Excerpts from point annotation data
· · · · ·

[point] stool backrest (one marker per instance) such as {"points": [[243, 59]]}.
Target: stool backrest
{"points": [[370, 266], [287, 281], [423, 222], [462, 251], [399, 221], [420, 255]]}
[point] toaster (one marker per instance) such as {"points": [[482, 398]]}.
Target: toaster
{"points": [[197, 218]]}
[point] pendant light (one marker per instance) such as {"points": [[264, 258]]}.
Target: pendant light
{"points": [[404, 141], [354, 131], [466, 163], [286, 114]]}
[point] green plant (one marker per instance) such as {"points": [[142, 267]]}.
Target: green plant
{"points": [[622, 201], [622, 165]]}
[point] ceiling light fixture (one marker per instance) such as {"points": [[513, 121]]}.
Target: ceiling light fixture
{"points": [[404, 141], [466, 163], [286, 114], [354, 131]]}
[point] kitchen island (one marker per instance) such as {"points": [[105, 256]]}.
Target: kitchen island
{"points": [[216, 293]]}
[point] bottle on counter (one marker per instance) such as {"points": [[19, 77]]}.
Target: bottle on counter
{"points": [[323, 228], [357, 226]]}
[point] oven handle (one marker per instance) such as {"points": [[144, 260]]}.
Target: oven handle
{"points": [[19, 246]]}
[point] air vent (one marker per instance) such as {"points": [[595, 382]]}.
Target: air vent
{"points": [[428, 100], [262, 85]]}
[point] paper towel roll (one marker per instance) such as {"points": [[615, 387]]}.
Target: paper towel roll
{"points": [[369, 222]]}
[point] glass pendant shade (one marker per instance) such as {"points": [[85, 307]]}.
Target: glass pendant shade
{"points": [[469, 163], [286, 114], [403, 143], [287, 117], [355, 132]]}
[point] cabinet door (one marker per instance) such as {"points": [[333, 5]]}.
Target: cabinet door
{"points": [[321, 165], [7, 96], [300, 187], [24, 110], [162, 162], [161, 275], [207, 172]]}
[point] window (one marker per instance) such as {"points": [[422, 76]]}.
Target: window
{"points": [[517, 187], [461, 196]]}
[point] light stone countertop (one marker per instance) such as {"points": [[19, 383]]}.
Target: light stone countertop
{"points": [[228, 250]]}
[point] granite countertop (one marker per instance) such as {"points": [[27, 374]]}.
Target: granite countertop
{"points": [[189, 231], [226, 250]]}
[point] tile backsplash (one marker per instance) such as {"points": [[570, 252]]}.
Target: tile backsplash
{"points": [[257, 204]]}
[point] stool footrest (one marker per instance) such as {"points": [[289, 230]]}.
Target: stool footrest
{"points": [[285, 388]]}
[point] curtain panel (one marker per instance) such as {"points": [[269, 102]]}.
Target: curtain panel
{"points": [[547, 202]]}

· · · · ·

Exercise>
Rewrite all the lines above, swapping "marker" for "dot" wherever it occurs and leaving everything else as it is.

Task solution>
[point] stool backrest (one dot per instance) such as {"points": [[243, 59]]}.
Target: stool backrest
{"points": [[370, 266], [287, 281], [423, 222], [462, 251], [399, 221], [420, 255]]}
[point] toaster (one dot per instance) such as {"points": [[482, 398]]}.
Target: toaster
{"points": [[197, 218]]}
[point] pendant light (one dot per instance) such as {"points": [[264, 258]]}.
Target: pendant light
{"points": [[404, 141], [354, 131], [466, 163], [286, 114]]}
[point] green plant (one dot per instance) such as {"points": [[142, 267]]}.
Target: green plant
{"points": [[622, 201], [622, 165]]}
[point] ceiling light fixture (one dot per instance) such as {"points": [[513, 121]]}.
Target: ceiling light fixture
{"points": [[404, 141], [466, 163], [286, 114], [354, 131]]}
[point] kitchen island (one dot per instance) such as {"points": [[105, 256]]}.
Target: kitchen island
{"points": [[216, 293]]}
[point] bottle on counter (one dot per instance) such as {"points": [[19, 77]]}.
Target: bottle on counter
{"points": [[323, 228], [357, 226]]}
[point] oven handle (one dot per instance) such as {"points": [[144, 260]]}.
Target: oven handle
{"points": [[19, 246]]}
[point] air vent (one dot per instance) such as {"points": [[595, 382]]}.
Target: air vent
{"points": [[428, 100], [262, 85]]}
[point] paper towel roll (one dot per instance) such as {"points": [[615, 387]]}.
Target: paper towel roll
{"points": [[369, 222]]}
[point] glass pendant shade (one dot per instance) such as {"points": [[85, 307]]}.
Target: glass pendant shade
{"points": [[469, 163], [286, 114], [403, 143], [287, 117], [355, 132]]}
[point] cabinet door (one dot per instance) such as {"points": [[333, 5]]}.
Target: cabinet door
{"points": [[321, 165], [7, 96], [300, 187], [24, 110], [162, 162], [161, 275], [207, 172]]}
[point] window (one dot per instance) such as {"points": [[422, 76]]}.
Target: window
{"points": [[517, 187], [461, 196]]}
[point] light stone countertop (one dot per instance) such as {"points": [[19, 383]]}.
Target: light stone countertop
{"points": [[228, 250]]}
[point] granite countertop (one dot per instance) such as {"points": [[27, 374]]}.
Target: granite countertop
{"points": [[189, 231], [226, 250]]}
[point] tile backsplash (one dot per instance) such as {"points": [[570, 252]]}.
Target: tile backsplash
{"points": [[257, 204]]}
[point] stool footrest (one dot per instance) such as {"points": [[289, 230]]}.
Target: stool footrest
{"points": [[285, 388]]}
[point] curtain panel (one dot per instance) such as {"points": [[269, 102]]}.
Target: curtain panel
{"points": [[547, 202]]}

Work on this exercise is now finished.